WHAT YOU WILL DO: Scan the lines below for the string "above" and copy every one that has it.

PROVIDED MATERIAL:
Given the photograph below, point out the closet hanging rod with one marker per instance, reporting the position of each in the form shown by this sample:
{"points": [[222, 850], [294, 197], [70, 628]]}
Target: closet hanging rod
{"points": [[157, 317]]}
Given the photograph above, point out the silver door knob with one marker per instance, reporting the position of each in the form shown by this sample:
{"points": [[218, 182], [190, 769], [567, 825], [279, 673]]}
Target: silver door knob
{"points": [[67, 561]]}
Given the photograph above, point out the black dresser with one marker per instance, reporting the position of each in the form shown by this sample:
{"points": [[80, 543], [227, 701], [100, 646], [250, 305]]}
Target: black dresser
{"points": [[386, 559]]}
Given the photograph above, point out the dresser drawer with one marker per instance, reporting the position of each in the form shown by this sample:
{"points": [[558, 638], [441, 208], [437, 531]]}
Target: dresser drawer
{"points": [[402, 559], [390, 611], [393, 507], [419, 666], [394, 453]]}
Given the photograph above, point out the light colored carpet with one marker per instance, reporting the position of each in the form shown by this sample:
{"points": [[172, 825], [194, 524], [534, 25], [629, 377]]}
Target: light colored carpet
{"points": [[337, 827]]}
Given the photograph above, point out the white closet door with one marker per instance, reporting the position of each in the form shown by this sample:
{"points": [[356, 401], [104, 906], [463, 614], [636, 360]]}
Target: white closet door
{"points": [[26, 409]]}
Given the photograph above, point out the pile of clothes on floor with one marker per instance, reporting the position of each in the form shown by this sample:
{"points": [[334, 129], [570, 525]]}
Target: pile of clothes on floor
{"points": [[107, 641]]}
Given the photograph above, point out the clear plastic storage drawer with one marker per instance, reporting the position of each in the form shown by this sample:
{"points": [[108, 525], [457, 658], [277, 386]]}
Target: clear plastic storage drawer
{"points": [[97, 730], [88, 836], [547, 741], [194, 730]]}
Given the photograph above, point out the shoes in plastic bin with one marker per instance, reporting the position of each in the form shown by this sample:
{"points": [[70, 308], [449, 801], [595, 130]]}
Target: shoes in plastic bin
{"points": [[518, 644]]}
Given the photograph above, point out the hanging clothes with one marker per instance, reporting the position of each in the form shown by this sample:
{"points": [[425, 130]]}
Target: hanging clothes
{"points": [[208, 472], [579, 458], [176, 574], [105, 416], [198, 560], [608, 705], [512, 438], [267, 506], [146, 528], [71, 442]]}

RESPONSE FOR THIS EXERCISE:
Given the photograph above, point out the silver door knob with one marker per instance, reporting the position of each in the form shown by this sample:
Given the photograph above, point out the black dresser with one marker per instance, reporting the position of each in the form shown by this sample:
Given the photograph above, point out the dresser drawer with one marker per instance, reporting the position of each in the form shown by this sample:
Given the photograph above, point out the light colored carpet with one marker per instance, reporting the position of each in the form shown by this sample:
Given the photograph above, point out the white closet door with one marker per instance, reporting the position of each in the form shown by this sample:
Given the photograph above, point out the pile of clothes on floor with one marker per instance, reporting the position of each in the form shown by this sample:
Given the photograph above, point out the clear plastic storage drawer with one marker per instance, reporting the position of each in the form shown by this sample:
Given the photograph above, point out the shoes in plastic bin with one marker per instance, reporting the position of each in the form shown by this sample:
Given the photograph above, point out the hanging clothes with one marker per instance, reporting the position of each in the form shown by this sample:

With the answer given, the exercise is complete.